# [TASK DETAILS]
Reproduce the listing from the line with "Looking at the photo above, is there any window" up to and including the line with "[480,503,507,553]", keeping the requests intact, and multiply every bounding-box coordinate in the answers by 1.95, rounding to whole numbers with halves rounded up. Include only those lines and leave out the pictures.

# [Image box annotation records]

────────────────────

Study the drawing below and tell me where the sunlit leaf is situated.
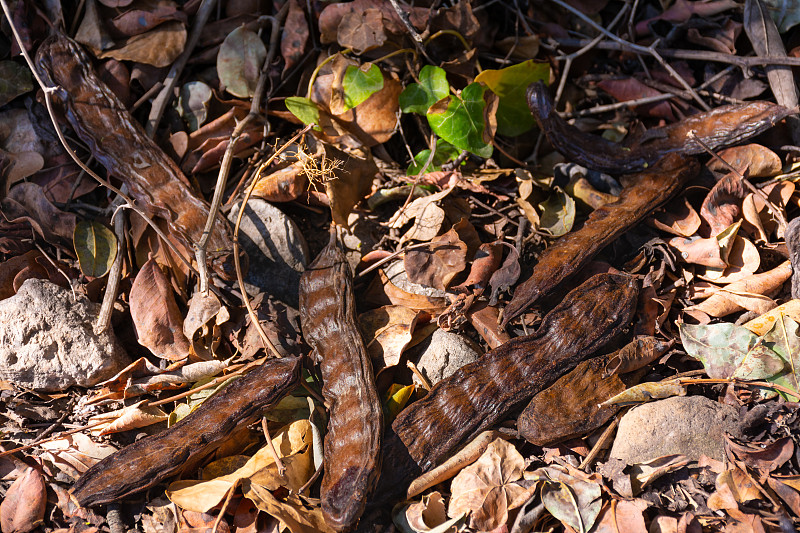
[400,65,450,115]
[342,63,383,111]
[475,59,550,137]
[680,323,784,379]
[285,96,319,129]
[428,83,494,157]
[0,61,33,107]
[217,26,267,98]
[73,220,117,278]
[539,187,575,237]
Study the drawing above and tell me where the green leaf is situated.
[680,323,785,379]
[475,59,550,137]
[72,220,117,278]
[217,25,267,98]
[0,61,33,107]
[763,315,800,401]
[539,187,575,237]
[342,63,383,111]
[428,83,494,157]
[406,139,461,176]
[762,0,800,33]
[400,65,450,115]
[284,96,319,131]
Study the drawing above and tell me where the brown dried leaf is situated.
[358,305,421,373]
[700,174,747,237]
[706,143,783,178]
[130,259,190,361]
[97,21,186,67]
[652,197,702,237]
[447,439,526,531]
[281,0,309,72]
[403,228,467,290]
[685,261,792,318]
[0,468,47,533]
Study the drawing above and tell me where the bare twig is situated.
[145,0,217,138]
[195,2,289,293]
[94,208,125,333]
[231,124,314,357]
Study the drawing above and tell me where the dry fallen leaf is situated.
[0,467,47,533]
[447,439,527,531]
[130,259,191,361]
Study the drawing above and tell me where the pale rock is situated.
[611,396,740,464]
[414,329,481,385]
[0,279,130,392]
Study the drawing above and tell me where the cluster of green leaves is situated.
[286,60,550,174]
[680,316,800,401]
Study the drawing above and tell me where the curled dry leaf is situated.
[403,228,467,290]
[130,259,190,361]
[685,261,792,318]
[700,174,747,237]
[97,21,186,67]
[447,439,527,531]
[652,198,702,237]
[706,143,783,178]
[358,305,422,372]
[167,420,314,512]
[0,467,47,533]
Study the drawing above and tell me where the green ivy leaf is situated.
[400,65,450,115]
[72,220,117,278]
[428,83,494,157]
[342,63,383,111]
[539,187,575,237]
[763,315,800,402]
[475,59,550,137]
[284,96,319,131]
[406,139,461,176]
[680,323,785,379]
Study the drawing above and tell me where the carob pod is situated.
[528,82,797,174]
[503,154,700,325]
[72,357,301,507]
[392,274,639,470]
[300,231,383,531]
[517,337,672,446]
[36,33,233,279]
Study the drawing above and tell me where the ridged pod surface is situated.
[72,357,301,507]
[300,233,383,531]
[390,274,639,472]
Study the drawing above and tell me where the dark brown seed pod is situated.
[72,357,301,507]
[300,233,383,531]
[503,154,700,324]
[384,274,639,475]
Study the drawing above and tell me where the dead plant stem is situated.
[195,2,289,294]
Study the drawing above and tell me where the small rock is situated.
[414,329,481,385]
[611,396,740,464]
[228,198,308,307]
[0,279,130,391]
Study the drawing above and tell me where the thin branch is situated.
[145,0,217,139]
[195,2,289,294]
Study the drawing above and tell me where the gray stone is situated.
[611,396,740,464]
[228,198,308,307]
[0,279,130,391]
[414,329,481,385]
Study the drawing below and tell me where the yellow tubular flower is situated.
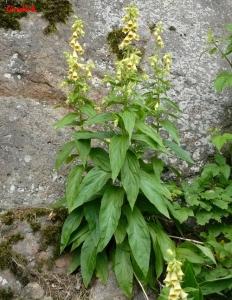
[164,251,187,300]
[119,5,139,49]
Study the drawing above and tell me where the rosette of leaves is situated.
[180,133,232,299]
[53,6,211,298]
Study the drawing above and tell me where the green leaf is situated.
[164,140,194,164]
[212,133,232,151]
[65,166,84,211]
[132,133,161,150]
[214,71,232,92]
[81,103,96,118]
[114,216,127,244]
[73,130,114,140]
[200,275,232,295]
[140,171,169,218]
[182,263,204,300]
[55,141,76,169]
[149,226,164,278]
[75,139,90,165]
[89,148,111,172]
[194,244,217,265]
[70,225,90,252]
[121,151,140,209]
[168,202,194,223]
[136,121,164,148]
[160,120,180,144]
[60,210,83,253]
[54,112,79,129]
[149,224,175,261]
[109,135,129,181]
[98,186,124,252]
[126,207,151,277]
[152,158,164,177]
[176,247,205,264]
[114,242,133,298]
[85,112,114,125]
[96,251,109,283]
[120,110,136,139]
[68,249,81,274]
[81,234,97,287]
[71,168,110,211]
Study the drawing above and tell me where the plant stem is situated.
[169,235,204,245]
[134,273,149,300]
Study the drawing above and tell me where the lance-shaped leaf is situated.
[71,168,110,211]
[121,151,140,209]
[114,242,133,298]
[60,210,83,252]
[109,135,129,181]
[140,172,169,218]
[98,186,124,252]
[125,207,151,277]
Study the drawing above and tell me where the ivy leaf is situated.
[81,234,97,288]
[164,140,194,164]
[55,141,76,169]
[160,120,180,145]
[89,148,111,172]
[126,207,151,277]
[121,151,140,209]
[60,210,83,253]
[98,186,124,252]
[109,135,129,181]
[214,71,232,92]
[54,112,79,129]
[96,251,108,283]
[65,166,84,211]
[70,168,110,211]
[120,110,136,139]
[114,242,133,298]
[140,172,170,218]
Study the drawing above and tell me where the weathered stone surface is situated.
[89,272,126,300]
[0,208,88,300]
[0,0,232,169]
[0,97,70,209]
[23,282,44,300]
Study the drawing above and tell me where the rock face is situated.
[0,0,232,169]
[0,97,70,209]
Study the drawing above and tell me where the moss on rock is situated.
[0,0,72,34]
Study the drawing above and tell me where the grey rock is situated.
[0,97,70,209]
[89,271,127,300]
[0,0,232,169]
[23,282,44,300]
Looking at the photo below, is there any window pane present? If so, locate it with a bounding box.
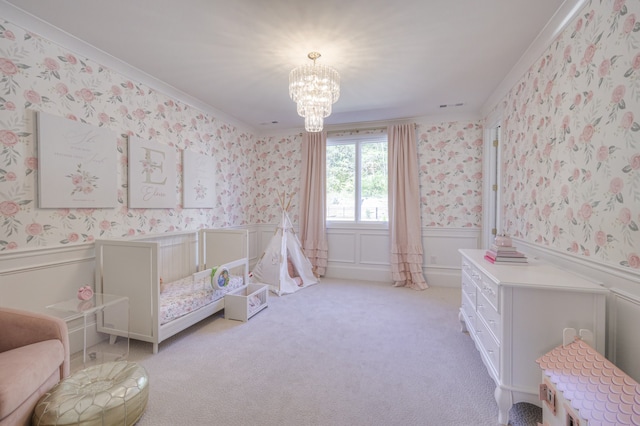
[326,144,356,221]
[360,142,389,222]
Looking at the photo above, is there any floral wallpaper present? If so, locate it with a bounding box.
[255,121,483,228]
[501,0,640,270]
[417,121,483,228]
[252,133,302,224]
[0,20,258,251]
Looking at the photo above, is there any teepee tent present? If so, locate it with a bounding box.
[252,194,318,296]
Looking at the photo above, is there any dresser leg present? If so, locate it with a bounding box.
[458,311,467,333]
[493,386,513,425]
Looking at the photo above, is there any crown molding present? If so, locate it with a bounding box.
[480,0,588,121]
[0,0,257,135]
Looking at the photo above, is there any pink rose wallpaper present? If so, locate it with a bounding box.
[0,22,258,250]
[417,121,483,228]
[502,0,640,269]
[0,0,640,270]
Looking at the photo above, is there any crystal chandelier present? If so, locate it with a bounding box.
[289,52,340,132]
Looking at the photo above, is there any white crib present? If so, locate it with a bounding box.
[95,229,249,353]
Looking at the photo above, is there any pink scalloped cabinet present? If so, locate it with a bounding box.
[536,339,640,426]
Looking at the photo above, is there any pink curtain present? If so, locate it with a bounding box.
[387,124,429,290]
[300,132,327,277]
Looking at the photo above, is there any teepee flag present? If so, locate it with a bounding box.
[252,194,318,296]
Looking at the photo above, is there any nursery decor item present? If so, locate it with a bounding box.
[495,234,513,247]
[182,150,216,209]
[32,361,149,426]
[78,285,93,300]
[252,193,318,296]
[289,52,340,132]
[36,112,118,208]
[129,136,177,209]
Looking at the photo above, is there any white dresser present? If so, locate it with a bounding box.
[459,250,609,425]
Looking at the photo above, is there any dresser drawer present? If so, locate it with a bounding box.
[476,312,500,377]
[478,274,500,312]
[460,293,476,331]
[462,271,477,309]
[476,294,502,343]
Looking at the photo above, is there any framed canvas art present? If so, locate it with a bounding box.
[36,112,118,209]
[182,150,216,209]
[129,136,177,209]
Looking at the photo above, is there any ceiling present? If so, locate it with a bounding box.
[4,0,564,131]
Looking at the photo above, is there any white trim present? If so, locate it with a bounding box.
[0,243,95,276]
[480,0,588,117]
[0,0,258,134]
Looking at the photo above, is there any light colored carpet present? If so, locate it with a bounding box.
[129,278,541,426]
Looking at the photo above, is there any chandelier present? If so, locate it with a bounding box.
[289,52,340,132]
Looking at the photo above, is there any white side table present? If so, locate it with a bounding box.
[47,293,129,372]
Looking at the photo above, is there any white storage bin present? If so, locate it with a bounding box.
[224,284,269,321]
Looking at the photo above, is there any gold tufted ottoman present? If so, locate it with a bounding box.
[31,361,149,426]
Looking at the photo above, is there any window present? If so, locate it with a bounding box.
[326,135,389,223]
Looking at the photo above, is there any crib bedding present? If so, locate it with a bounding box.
[160,275,244,325]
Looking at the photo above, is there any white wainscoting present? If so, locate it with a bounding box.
[0,244,98,353]
[608,288,640,382]
[514,239,640,382]
[250,225,481,287]
[0,230,640,381]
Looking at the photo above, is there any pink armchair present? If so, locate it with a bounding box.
[0,307,70,426]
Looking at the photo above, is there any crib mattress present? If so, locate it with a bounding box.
[160,275,244,325]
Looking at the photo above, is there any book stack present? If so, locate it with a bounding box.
[484,244,527,265]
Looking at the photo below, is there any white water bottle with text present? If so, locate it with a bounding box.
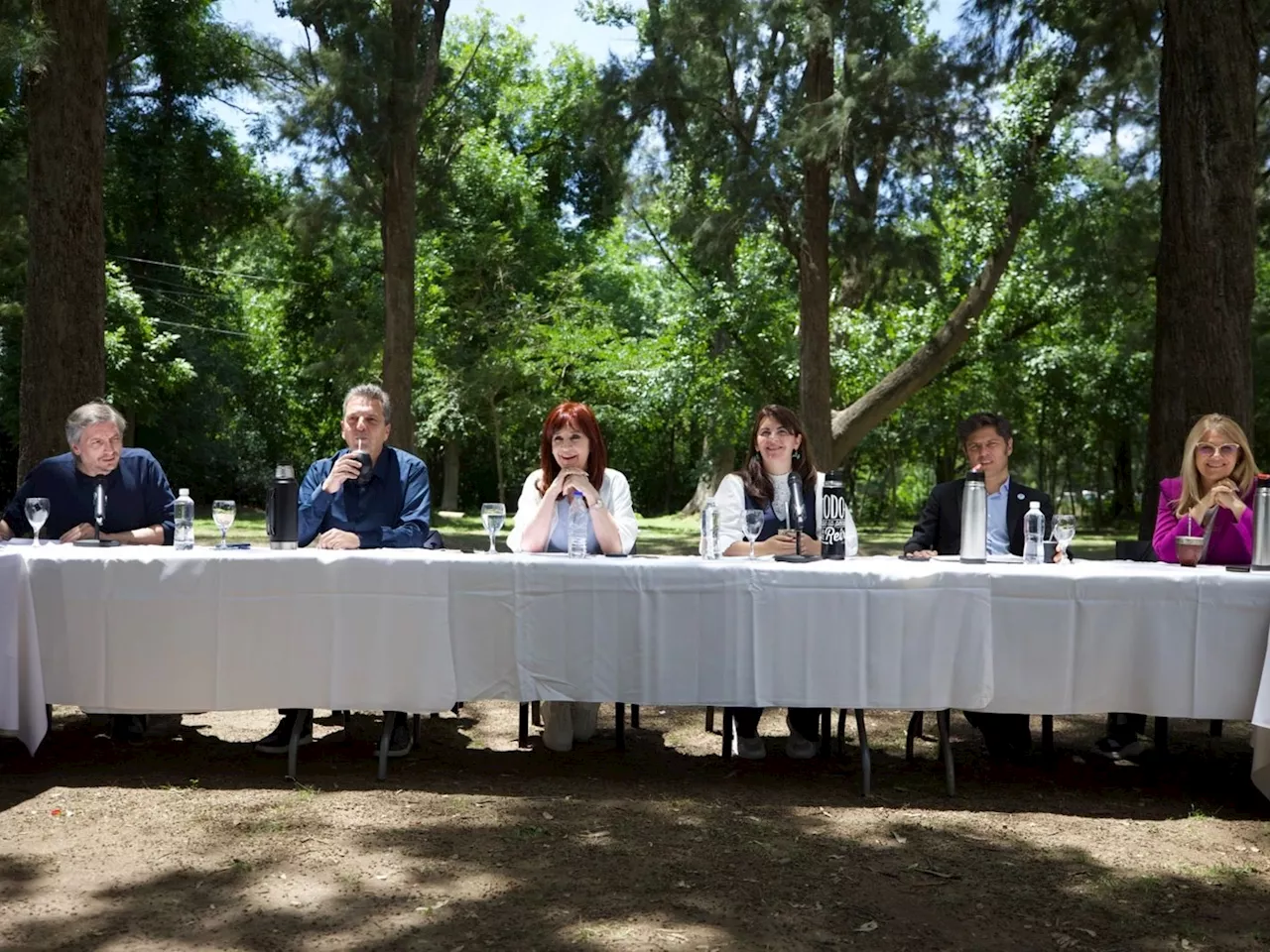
[701,496,721,558]
[569,490,590,558]
[172,489,194,549]
[1024,500,1045,565]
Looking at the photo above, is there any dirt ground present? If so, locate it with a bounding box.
[0,702,1270,952]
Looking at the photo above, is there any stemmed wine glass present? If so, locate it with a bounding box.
[1053,516,1076,563]
[745,509,763,558]
[212,499,237,548]
[26,496,49,545]
[480,503,507,553]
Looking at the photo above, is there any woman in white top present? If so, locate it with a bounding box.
[507,404,639,750]
[715,404,858,761]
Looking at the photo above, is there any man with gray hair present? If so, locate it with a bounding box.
[255,384,441,757]
[0,401,173,545]
[0,401,173,744]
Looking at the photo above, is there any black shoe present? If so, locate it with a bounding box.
[389,716,414,757]
[255,711,314,754]
[110,715,146,744]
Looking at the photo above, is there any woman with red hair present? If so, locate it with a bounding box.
[507,404,639,750]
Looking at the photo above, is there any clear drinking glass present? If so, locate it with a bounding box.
[1053,516,1076,563]
[26,496,49,545]
[212,499,237,548]
[480,503,507,552]
[744,509,763,558]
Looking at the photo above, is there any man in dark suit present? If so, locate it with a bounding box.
[904,414,1054,758]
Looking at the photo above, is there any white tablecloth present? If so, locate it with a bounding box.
[0,547,49,754]
[27,545,458,712]
[15,547,992,712]
[0,545,1270,801]
[987,561,1270,721]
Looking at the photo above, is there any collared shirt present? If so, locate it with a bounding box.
[988,476,1010,554]
[299,447,432,548]
[4,447,173,545]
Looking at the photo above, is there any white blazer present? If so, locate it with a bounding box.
[507,467,639,553]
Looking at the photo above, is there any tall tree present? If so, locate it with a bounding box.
[1142,0,1258,536]
[278,0,449,448]
[18,0,107,477]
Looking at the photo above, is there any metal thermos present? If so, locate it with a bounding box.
[821,470,847,558]
[264,466,300,548]
[961,472,988,563]
[1252,472,1270,572]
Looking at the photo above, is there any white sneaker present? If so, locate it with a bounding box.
[785,715,817,761]
[572,701,599,743]
[731,734,767,761]
[543,701,572,753]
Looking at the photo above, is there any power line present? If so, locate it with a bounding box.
[150,317,251,337]
[110,255,309,287]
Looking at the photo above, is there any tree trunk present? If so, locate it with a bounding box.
[380,0,449,452]
[1139,0,1257,538]
[821,60,1087,470]
[441,436,458,513]
[798,36,833,468]
[18,0,107,480]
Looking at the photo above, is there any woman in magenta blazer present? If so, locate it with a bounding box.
[1153,414,1257,565]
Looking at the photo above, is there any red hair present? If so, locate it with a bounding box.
[539,404,608,493]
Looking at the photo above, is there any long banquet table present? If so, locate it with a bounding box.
[0,545,1270,796]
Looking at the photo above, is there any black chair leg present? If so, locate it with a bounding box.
[904,711,924,761]
[842,707,872,797]
[935,707,956,797]
[375,711,396,780]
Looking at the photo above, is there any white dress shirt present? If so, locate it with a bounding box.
[715,472,860,556]
[507,467,639,553]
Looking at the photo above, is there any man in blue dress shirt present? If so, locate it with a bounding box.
[255,384,440,757]
[0,403,173,545]
[904,413,1054,759]
[0,401,173,744]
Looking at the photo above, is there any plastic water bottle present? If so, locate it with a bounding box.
[569,490,590,558]
[1024,500,1045,565]
[701,496,721,558]
[172,489,194,549]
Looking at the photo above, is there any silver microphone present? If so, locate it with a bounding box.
[788,472,807,532]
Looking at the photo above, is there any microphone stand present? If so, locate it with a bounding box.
[776,472,821,563]
[75,480,119,548]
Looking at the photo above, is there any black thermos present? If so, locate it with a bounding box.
[264,466,300,548]
[821,470,847,558]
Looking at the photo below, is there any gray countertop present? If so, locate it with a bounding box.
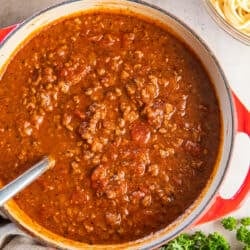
[0,0,63,27]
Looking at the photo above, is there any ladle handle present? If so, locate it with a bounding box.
[0,157,54,207]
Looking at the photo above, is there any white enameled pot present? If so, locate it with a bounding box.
[0,0,244,249]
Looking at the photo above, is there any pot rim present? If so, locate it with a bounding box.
[0,0,236,249]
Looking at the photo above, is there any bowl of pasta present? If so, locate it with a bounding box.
[204,0,250,45]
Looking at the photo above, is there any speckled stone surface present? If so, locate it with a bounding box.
[0,0,250,250]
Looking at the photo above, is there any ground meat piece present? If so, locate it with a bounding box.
[130,122,151,145]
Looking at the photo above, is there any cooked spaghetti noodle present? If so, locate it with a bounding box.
[210,0,250,36]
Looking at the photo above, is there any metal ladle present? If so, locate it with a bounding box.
[0,157,55,207]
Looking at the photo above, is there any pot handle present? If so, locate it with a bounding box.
[195,95,250,225]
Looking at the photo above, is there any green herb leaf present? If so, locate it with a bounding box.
[221,217,237,231]
[240,217,250,226]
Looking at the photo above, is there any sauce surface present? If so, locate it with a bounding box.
[0,12,221,244]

────────────────────

# [EXERCISE SOLUTION]
Looking at the photo above, is there any window present? If so, locate it with a bounding box.
[636,263,759,435]
Looking at the photo above, is there any crib bedding present? If so, locate it with a bounding box.
[312,536,476,634]
Looking at the photo above, is there any white wainscoting present? If so, locate it with a bounding box.
[0,476,191,688]
[1186,562,1248,745]
[1002,466,1248,745]
[488,439,938,560]
[0,449,1248,743]
Looking at the photo above, is there any pink armchair present? If so, locate it with a bounding box.
[0,599,137,831]
Looking at the photo above, is there any crib mattress present? If so, locate it with a bounding box.
[312,536,476,634]
Looking at the photo above, is there any book stack present? If so, locate it with a bounding box.
[944,476,1028,517]
Looking at the photo below, is there any white water bottle with text present? If so, locate it with a bounding box.
[1367,967,1406,1088]
[1110,956,1151,1088]
[335,954,378,1071]
[1997,975,2038,1102]
Looking at the photo above, is there any dirt ground present? If so, locate it with a bounding box.
[0,1369,2477,1856]
Looking at the photo above, is there any stemmed wine glass present? If so, locate it with a bounding box.
[2053,1006,2098,1098]
[1453,993,1488,1088]
[413,973,462,1069]
[51,967,96,1063]
[936,981,989,1078]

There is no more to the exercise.